Try it:
Beginning at the line containing "Mark the region of every instance of the vertical-plank", print every line until the records end, keeping each exactly as it is.
Start of Data to use
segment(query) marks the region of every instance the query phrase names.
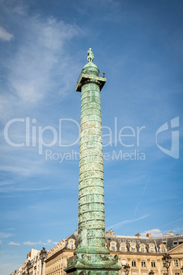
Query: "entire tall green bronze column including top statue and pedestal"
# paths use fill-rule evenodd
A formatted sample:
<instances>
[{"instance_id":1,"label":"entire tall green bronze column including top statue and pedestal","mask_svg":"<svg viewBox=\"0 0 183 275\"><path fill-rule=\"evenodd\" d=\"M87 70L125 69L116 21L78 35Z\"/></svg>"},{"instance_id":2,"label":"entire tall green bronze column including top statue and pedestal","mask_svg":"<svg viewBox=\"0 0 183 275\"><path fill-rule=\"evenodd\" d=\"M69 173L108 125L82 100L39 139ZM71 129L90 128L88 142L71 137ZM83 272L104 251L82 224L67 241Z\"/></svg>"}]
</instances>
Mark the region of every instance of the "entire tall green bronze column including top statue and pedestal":
<instances>
[{"instance_id":1,"label":"entire tall green bronze column including top statue and pedestal","mask_svg":"<svg viewBox=\"0 0 183 275\"><path fill-rule=\"evenodd\" d=\"M92 49L81 71L76 91L81 92L79 160L78 248L68 260L68 274L119 274L117 255L105 248L104 176L100 91L106 78L99 77Z\"/></svg>"}]
</instances>

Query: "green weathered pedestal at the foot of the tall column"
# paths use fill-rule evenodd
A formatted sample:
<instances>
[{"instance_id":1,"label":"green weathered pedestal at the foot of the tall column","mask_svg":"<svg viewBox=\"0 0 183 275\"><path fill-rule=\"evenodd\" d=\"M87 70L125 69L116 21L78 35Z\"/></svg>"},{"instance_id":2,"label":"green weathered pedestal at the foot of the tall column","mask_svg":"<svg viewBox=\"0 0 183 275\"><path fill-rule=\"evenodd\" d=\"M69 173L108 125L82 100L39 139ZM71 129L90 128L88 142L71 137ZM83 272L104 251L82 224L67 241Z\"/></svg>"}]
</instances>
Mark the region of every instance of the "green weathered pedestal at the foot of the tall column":
<instances>
[{"instance_id":1,"label":"green weathered pedestal at the foot of the tall column","mask_svg":"<svg viewBox=\"0 0 183 275\"><path fill-rule=\"evenodd\" d=\"M67 261L65 272L70 275L118 275L122 268L118 255L77 253Z\"/></svg>"}]
</instances>

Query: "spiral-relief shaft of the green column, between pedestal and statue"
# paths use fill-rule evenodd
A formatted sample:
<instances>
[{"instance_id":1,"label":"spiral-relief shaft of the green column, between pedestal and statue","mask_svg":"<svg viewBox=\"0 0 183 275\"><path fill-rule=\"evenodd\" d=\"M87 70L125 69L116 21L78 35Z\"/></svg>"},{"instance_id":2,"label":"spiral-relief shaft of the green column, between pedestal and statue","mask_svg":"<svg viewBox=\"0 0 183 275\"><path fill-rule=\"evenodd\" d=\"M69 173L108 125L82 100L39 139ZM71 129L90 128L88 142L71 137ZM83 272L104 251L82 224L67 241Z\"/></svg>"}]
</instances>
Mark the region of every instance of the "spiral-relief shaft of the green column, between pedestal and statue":
<instances>
[{"instance_id":1,"label":"spiral-relief shaft of the green column, between pedestal and statue","mask_svg":"<svg viewBox=\"0 0 183 275\"><path fill-rule=\"evenodd\" d=\"M104 235L104 176L99 70L89 62L81 83L79 161L79 247L77 252L109 254ZM91 78L92 77L92 78ZM96 79L97 78L97 79Z\"/></svg>"}]
</instances>

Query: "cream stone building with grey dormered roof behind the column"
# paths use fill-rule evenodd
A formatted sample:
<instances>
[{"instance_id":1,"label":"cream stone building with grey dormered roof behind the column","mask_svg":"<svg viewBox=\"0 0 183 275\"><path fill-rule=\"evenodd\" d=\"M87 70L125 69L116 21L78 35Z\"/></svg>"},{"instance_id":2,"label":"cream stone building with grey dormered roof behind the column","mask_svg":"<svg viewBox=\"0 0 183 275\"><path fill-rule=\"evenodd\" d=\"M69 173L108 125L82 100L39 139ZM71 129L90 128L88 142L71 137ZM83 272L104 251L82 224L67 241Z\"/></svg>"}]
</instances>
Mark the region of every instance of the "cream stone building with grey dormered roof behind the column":
<instances>
[{"instance_id":1,"label":"cream stone building with grey dormered roof behind the column","mask_svg":"<svg viewBox=\"0 0 183 275\"><path fill-rule=\"evenodd\" d=\"M72 257L77 248L77 231L70 237L63 239L57 246L48 252L45 275L64 275L67 258ZM162 258L165 252L171 256L169 275L182 275L183 266L183 235L163 235L162 237L146 237L139 233L135 236L115 235L114 231L105 234L106 248L111 254L119 255L119 265L130 265L130 275L147 275L150 270L154 275L166 275ZM124 275L124 270L119 274Z\"/></svg>"}]
</instances>

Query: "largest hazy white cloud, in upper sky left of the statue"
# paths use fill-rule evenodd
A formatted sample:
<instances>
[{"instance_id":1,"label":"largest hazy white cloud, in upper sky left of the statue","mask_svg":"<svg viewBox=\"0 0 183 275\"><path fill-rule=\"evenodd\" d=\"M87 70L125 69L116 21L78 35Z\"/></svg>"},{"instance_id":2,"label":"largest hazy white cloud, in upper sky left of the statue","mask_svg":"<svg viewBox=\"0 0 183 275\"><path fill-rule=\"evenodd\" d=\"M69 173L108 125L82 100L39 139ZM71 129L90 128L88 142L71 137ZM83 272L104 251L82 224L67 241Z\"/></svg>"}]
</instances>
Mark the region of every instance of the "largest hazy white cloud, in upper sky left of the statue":
<instances>
[{"instance_id":1,"label":"largest hazy white cloud, in upper sky left of the statue","mask_svg":"<svg viewBox=\"0 0 183 275\"><path fill-rule=\"evenodd\" d=\"M23 44L10 64L9 83L20 101L36 104L53 90L53 79L68 66L64 43L79 29L53 17L43 21L35 16L27 22Z\"/></svg>"}]
</instances>

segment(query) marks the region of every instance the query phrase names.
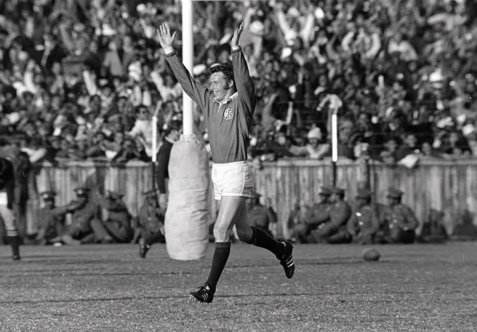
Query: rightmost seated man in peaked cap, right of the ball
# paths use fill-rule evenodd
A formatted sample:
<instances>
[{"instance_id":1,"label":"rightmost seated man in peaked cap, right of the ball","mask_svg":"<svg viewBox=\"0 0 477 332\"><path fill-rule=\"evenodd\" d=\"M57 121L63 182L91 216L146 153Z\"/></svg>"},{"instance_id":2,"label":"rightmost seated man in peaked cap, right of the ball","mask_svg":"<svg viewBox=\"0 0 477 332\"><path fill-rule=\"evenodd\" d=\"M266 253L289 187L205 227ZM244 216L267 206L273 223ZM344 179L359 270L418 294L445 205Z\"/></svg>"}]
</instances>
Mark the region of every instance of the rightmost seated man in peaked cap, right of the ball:
<instances>
[{"instance_id":1,"label":"rightmost seated man in peaked cap, right of the ball","mask_svg":"<svg viewBox=\"0 0 477 332\"><path fill-rule=\"evenodd\" d=\"M413 243L415 229L419 225L411 208L401 203L403 192L390 188L388 206L380 216L380 230L376 234L377 243Z\"/></svg>"}]
</instances>

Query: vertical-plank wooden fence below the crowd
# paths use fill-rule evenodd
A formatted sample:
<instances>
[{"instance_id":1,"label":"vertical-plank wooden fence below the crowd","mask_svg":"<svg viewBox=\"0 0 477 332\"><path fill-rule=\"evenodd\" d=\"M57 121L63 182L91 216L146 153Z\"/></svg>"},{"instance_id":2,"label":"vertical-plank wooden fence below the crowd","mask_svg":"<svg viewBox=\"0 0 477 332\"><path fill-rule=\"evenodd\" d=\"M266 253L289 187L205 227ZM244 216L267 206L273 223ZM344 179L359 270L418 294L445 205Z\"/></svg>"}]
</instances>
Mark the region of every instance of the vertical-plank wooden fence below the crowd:
<instances>
[{"instance_id":1,"label":"vertical-plank wooden fence below the crowd","mask_svg":"<svg viewBox=\"0 0 477 332\"><path fill-rule=\"evenodd\" d=\"M319 187L332 183L332 168L328 161L288 159L254 166L256 191L262 203L270 205L278 215L278 234L289 236L287 221L297 204L311 205ZM28 231L36 231L35 211L41 206L38 193L57 192L57 205L75 198L73 189L80 185L92 188L92 199L107 190L124 194L124 201L133 216L144 200L142 193L152 188L151 166L129 162L118 168L93 162L71 162L66 168L43 166L31 173L28 202ZM427 220L430 209L446 214L446 227L451 232L464 214L477 214L477 161L421 161L412 169L387 166L373 161L339 161L337 185L346 189L351 204L359 187L370 186L376 202L386 203L390 186L404 192L403 203L409 205L419 221ZM210 190L210 220L216 205Z\"/></svg>"}]
</instances>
End of Data to use
Written solution:
Mark the region of every instance of the vertical-plank wooden fence below the crowd:
<instances>
[{"instance_id":1,"label":"vertical-plank wooden fence below the crowd","mask_svg":"<svg viewBox=\"0 0 477 332\"><path fill-rule=\"evenodd\" d=\"M319 187L332 183L332 168L328 161L288 159L254 166L256 191L262 203L270 205L278 215L278 234L289 236L287 221L297 204L311 205ZM28 231L36 231L35 211L41 206L38 193L57 192L57 205L75 198L73 189L80 185L92 188L92 199L107 190L124 194L124 201L133 216L144 200L142 193L152 188L151 166L129 162L118 168L93 162L71 162L66 168L43 166L31 173L28 202ZM427 220L430 209L446 214L446 227L451 232L464 214L477 214L477 161L421 161L412 169L387 166L373 161L339 161L337 185L346 189L351 204L359 187L370 186L376 202L386 203L390 186L404 192L403 203L409 205L419 221ZM210 190L210 220L216 205Z\"/></svg>"}]
</instances>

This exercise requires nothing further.